> **Task**
Using the paper listing below, answer each question on its own numbered line.
1. Which three classification models does the study focus on?
2. On how many datasets are the sampling schemes tested?
3. In what location was the conference held?

> **Source**
------------------------------------------------------------

Title :
Selective Sampling Designs to Improve the Performance of Classification Methods
Author :
Ghorbani, S. ; Desmarais, Michel C.
Author_Institution :
Comput. & Software Eng. Dept., Polytech., Montreal, QC, Canada
Abstract :
Selective Sampling design refers to the situation where a study has a fixed number of observations but can decide to allocate them differently among the variables during the data gathering phase, such that some variables will have a greater ratio of missing values than others. In particular, we can decide to allocate more, or less missing values to uncertain variables: those for which the relative frequency is closer to 50% (higher uncertainty), or further from 50% (lower certainty). The main objective of the study is to investigate how a Selective Sampling process helps improve the performance of classification methods. This study specifically asks: "Can Selective Sampling affect the performance of the classification methods?" We focus on the three different classification models of Naïve Bayes, Logistic Regression and Tree Augmented Naive Bayes (TAN) for binary datasets. Three different schemes of sampling are defined: 1-Uniform (random samples) as a baseline, 2-Most Uncertain (higher sampling rate of uncertain items) and 3-Least Uncertain (lower sampling rate of uncertain items). We investigate the impacts of these different schemes on the performance of the three models on 11 different datasets. The results from 100 fold cross-validation show that Selective Sampling in all of the datasets improves the prediction performance of the TAN model and, in more than half of the datasets (54.6%), brings a higher prediction performance to Naïve Bayes and Logistic Regression classifiers.
Keywords :
Bayes methods; data handling; pattern classification; performance evaluation; regression analysis; sampling methods; Naïve Bayes classifier; TAN model; binary datasets; classification method performance improvement; data gathering phase; least uncertain scheme; logistic regression classifier; most uncertain scheme; random samples; relative frequency; sampling rate; selective sampling designs; tree augmented Naive Bayes classifier; uncertain items; uncertain variables; uniform scheme; Computational modeling; Entropy; Logistics; Niobium; Predictive models; Testing; Training; Classification; Planned Missing Data Design; Selective Sampling;
Conference_Titel :
Machine Learning and Applications (ICMLA), 2013 12th International Conference on
Conference_Location :
Miami, FL
DOI :
10.1109/ICMLA.2013.187

------------------------------------------------------------

> **Stored rows**
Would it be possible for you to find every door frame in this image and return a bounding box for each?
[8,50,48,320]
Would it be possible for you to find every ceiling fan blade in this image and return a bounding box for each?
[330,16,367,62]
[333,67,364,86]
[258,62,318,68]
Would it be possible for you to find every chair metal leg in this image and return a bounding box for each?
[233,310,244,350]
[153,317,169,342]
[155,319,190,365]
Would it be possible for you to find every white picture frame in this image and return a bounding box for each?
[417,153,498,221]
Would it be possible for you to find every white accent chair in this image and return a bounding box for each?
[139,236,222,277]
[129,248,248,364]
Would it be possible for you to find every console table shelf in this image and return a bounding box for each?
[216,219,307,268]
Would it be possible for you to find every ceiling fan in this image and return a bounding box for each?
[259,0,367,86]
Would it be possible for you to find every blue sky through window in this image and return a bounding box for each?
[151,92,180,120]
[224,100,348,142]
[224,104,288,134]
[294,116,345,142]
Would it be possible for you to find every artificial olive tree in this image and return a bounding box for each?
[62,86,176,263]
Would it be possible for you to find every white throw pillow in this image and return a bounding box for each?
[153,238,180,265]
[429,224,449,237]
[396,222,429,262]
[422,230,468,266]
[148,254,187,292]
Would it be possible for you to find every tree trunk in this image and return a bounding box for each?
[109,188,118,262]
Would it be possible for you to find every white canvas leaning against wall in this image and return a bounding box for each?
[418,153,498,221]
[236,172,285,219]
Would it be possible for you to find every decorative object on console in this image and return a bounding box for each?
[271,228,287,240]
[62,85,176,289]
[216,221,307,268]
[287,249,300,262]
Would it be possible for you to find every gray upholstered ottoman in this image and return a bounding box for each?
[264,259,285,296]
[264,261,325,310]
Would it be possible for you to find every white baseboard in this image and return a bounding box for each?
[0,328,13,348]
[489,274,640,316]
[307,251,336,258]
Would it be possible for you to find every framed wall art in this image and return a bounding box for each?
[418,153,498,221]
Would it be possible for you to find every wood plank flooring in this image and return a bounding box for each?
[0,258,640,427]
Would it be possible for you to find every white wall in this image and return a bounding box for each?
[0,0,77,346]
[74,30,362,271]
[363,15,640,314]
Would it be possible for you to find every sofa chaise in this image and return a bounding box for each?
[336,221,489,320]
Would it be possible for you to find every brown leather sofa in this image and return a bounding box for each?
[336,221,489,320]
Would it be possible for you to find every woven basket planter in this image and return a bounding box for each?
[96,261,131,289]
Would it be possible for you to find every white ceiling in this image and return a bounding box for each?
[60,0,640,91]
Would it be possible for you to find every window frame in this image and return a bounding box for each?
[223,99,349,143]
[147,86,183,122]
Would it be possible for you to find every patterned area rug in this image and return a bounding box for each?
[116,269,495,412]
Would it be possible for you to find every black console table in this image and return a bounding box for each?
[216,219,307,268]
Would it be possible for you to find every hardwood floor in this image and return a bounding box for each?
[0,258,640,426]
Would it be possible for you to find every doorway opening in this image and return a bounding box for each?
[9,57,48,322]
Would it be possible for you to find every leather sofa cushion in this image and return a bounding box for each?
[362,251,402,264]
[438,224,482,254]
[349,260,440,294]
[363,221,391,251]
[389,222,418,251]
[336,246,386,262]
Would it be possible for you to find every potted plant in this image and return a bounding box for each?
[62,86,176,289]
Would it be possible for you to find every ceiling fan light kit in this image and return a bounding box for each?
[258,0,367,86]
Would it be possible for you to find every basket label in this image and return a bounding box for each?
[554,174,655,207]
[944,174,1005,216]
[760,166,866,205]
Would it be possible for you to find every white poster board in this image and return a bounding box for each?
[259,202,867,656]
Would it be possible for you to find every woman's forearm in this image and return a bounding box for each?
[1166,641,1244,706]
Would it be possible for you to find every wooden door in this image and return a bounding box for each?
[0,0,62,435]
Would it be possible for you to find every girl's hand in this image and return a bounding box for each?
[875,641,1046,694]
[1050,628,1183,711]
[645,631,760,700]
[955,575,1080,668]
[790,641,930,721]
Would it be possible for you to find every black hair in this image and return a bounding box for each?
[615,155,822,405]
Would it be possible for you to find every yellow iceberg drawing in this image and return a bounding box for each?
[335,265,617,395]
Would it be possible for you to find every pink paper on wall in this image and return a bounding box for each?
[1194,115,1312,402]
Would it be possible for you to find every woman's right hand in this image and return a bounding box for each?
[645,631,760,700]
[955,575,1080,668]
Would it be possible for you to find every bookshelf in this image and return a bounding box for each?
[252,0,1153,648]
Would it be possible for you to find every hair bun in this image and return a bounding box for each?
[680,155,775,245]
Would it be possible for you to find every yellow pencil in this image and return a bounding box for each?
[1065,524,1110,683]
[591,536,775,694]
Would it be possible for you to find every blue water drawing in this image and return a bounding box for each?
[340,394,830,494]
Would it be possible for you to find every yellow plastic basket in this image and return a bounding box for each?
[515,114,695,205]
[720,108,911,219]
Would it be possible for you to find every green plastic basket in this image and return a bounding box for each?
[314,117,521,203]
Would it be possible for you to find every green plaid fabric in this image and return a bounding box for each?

------------------------------------------------------------

> **Final result**
1. Naïve Bayes, Logistic Regression and Tree Augmented Naive Bayes (TAN)
2. 11
3. Miami, FL